> **WHAT YOU ARE ASKED TO DO**:
Return each line below that contains the word "this".

> **GIVEN DATA**:
════
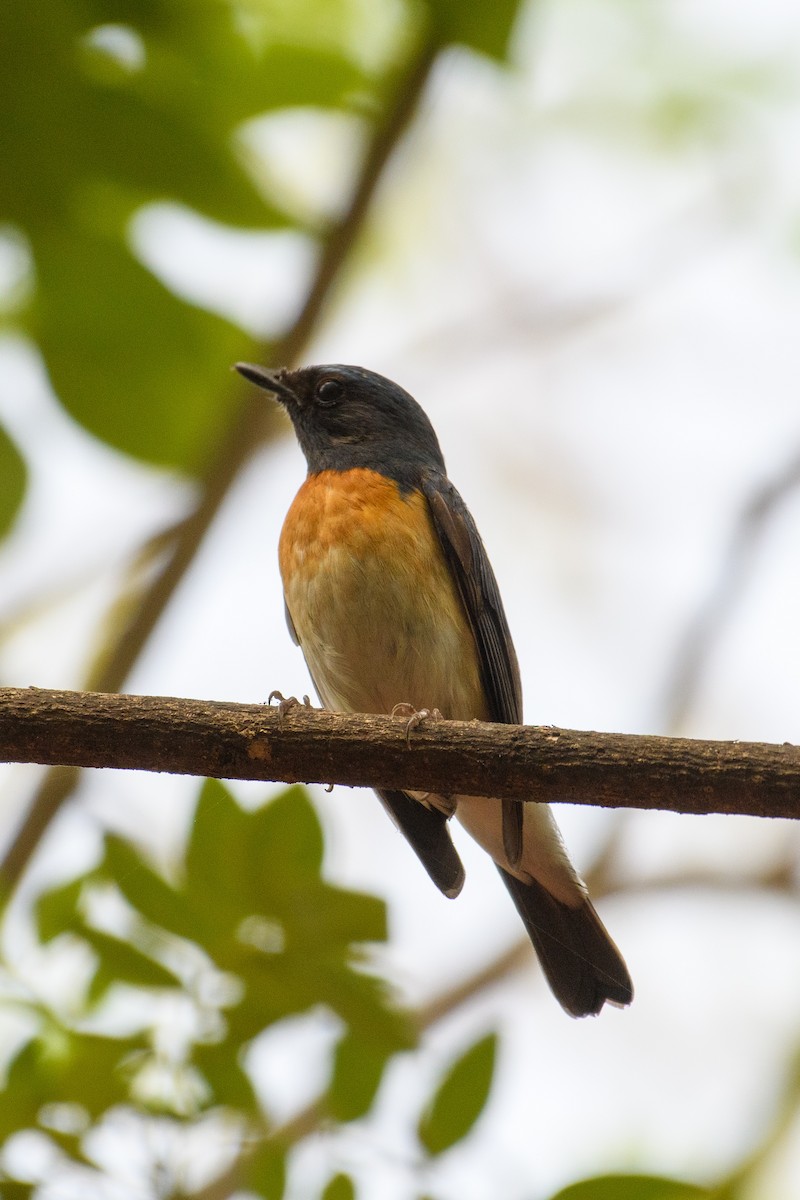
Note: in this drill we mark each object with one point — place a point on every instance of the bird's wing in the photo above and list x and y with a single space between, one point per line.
════
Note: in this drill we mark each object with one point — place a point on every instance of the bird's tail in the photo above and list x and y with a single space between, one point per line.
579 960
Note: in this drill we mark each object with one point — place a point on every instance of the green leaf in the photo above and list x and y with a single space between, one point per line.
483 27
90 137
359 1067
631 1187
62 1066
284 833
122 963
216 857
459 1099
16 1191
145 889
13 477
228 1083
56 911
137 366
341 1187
════
> **TASK ANSWER**:
Note: in this drill we mark each object with one point — place a point on every instance of the bird's wing in the photo above and list x and y with a single space between, one point per line.
Note: in this drill we mark each object with one point — place a point on every instance of the bird's tail in the photo above and list x and y with a single space between, one point per line.
Note: in this drill we mark each object with one point — place a point on every instance of the green leaf in the photo above and list x and y with a single space between, one point per line.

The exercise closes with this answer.